▶ _Tarefa curta 1_:
Reproduza a parte da resenha sobre o livro de Boal que vai de “É a busca pela” até “teoria e prática.”.
▶ _Tarefa curta 2_:
Prossiga com a resenha sobre o livro de Boal a partir do ponto em que ela termina.
─── Trecho ───
Menu

Resenha

A inconformação nos ‘Jogos’ de Boal

23.11.2015  |  por Patricia Freitas

Foto de capa: Jonathan McIntosh/Wikimedia Commons

 Quando Dante andava por Verona, o povo o apontava e murmurava que ele estava no inferno. Teria ele podido, sem isto, descrever todos os seus tormentos? Ele não os tirou de sua imaginação, ele os viveu, sofreu, viu, sentiu. Ele estava verdadeiramente no inferno, a cidade dos condenados: ele estava no exílio.

Heinrich Heine

 Jogos para atores e não atores é, ao lado de O teatro do oprimido e outras poéticas políticas, o livro mais traduzido e reeditado de Augusto Boal. Desde sua primeira publicação na Argentina em 1973, ainda com o título Ejercicios y juegos para el actor y el no actor con ganas de decir algo a través del teatro, a obra passou por múltiplas revisões e teve seu conteúdo significativamente ampliado: para termos uma ideia dos acréscimos inseridos ora por Boal, ora pelos próprios editores, a versão mais atual da obra conta com cerca de 410 páginas, ao passo que a original possuía menos de 200 exercícios distribuídos em exatas 79 páginas.

De fato, é no mínimo curioso observar o percurso de Jogos para atores e não atores, principalmente quando em uma mesma edição podemos compreender o processo de criação da obra, seus principais interlocutores e seu grau de manifesto não só estético, mas político. Essa contribuição é oferecida pela nova versão do livro publicada este ano pela Cosac Naify em parceria com as Edições Sesc. Já na capa, como também é observado nos outros títulos de Boal publicados recentemente pela Cosac, o carimbo em vermelho com o nome do autor revela o espaço da falha, da imprecisão, da fragilidade da tinta e da mão que pressiona o carimbo (sim, cada carimbada é feita artesanalmente, sem que exista uma marcação padrão). O contraste da cor rubra com o fundo cinza gélido não deixa de sugestionar o lugar de destaque de Boal, assim como o incômodo gerado por seu trabalho frente ao contexto frio e paralisante da época.

E nas quatrocentas e outras tantas páginas do volume, Augusto Boal é revelado como um diretor de teatro, dramaturgo, ensaísta e teórico dos que mais incomodaram e perturbaram nossa história tão repleta de acidentes de percurso. O próprio título da obra já deixa entrever o caráter tautológico do termo “teatro político”, ao problematizar a divisão social entre o trabalho intelectual/artístico e o braçal. Afinal, se o teatro é tratado como uma atividade especializada e, portanto, compartilhada por poucos que detêm seus meios de produção, não seria ele também uma forma de expressão de classe? Ou um lugar de demonstração e de reposição do poder hegemônico?

É a busca pela desmistificação e democratização do trabalho do ator que une os mais de 300 exercícios detalhados no livro. A proposta vinha complementar o pensamento estético-ideológico presente em Técnicas latino-americanas de teatro popular e Teatro do oprimido e outras poéticas políticas. Se neste Boal estabelece como eixo gravitacional de sua teoria o fio histórico que ligava a superação do drama burguês por Brecht à trajetória do Teatro de Arena, em Jogos o que encontramos é a preocupação pragmática com a pedagogia e o esforço da concreção dialética entre teoria e prática.
─── Itens fornecidos ───
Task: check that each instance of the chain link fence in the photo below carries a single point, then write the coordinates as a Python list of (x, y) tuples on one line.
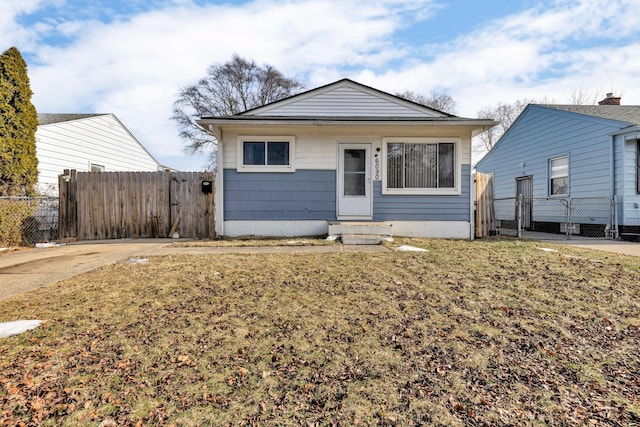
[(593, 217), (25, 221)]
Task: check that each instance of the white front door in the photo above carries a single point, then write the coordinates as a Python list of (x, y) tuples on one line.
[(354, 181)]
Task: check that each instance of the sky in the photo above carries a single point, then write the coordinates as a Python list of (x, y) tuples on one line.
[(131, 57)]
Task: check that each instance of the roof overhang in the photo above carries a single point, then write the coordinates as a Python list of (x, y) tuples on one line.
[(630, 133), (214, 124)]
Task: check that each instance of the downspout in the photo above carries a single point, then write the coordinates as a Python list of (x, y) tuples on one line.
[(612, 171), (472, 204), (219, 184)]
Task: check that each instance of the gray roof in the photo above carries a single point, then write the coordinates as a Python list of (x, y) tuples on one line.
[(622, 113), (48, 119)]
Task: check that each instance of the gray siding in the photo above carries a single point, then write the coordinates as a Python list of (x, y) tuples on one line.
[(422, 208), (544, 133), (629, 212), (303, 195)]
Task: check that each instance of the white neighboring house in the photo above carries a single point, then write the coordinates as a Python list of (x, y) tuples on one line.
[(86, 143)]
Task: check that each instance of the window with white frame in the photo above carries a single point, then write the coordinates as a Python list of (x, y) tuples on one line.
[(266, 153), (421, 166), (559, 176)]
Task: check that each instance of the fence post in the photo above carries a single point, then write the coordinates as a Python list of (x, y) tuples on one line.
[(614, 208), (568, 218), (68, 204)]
───
▶ _Resultado do exercício 1_:
É a busca pela desmistificação e democratização do trabalho do ator que une os mais de 300 exercícios detalhados no livro. A proposta vinha complementar o pensamento estético-ideológico presente em Técnicas latino-americanas de teatro popular e Teatro do oprimido e outras poéticas políticas. Se neste Boal estabelece como eixo gravitacional de sua teoria o fio histórico que ligava a superação do drama burguês por Brecht à trajetória do Teatro de Arena, em Jogos o que encontramos é a preocupação pragmática com a pedagogia e o esforço da concreção dialética entre teoria e prática.

▶ _Resultado do exercício 2_:
Para Boal, seria necessário criar uma língua comum capaz de engendrar condições para que os artistas fossem parte integrante e testemunhas da realidade social, e não mais porta-vozes das classes populares

Trata-se de uma compilação de jogos interpretativos surgidos desde o momento em que Boal inicia sua carreira como diretor do Teatro de Arena de São Paulo, em 1956, até a efetiva solidificação das técnicas de teatro do oprimido. No entanto, ainda que a obra estabeleça um ponto de vista histórico sobre diversos processos de trabalho para investigar questões pertinentes da época, seu percurso de análise parece tangenciar uma perigosa teleologia do teatro político no Brasil, fator que desafia, e muito, a leitura contemporânea da obra. E é justamente por conceber o teatro do oprimido como ápice produtivo de um teatro capaz de conciliar estética, pedagogia e engajamento político, que se faz necessário um leitor atento ao subtexto e, sobretudo, curioso com relação aos ponteiros do relógio, que aparentavam apontar a meia-noite.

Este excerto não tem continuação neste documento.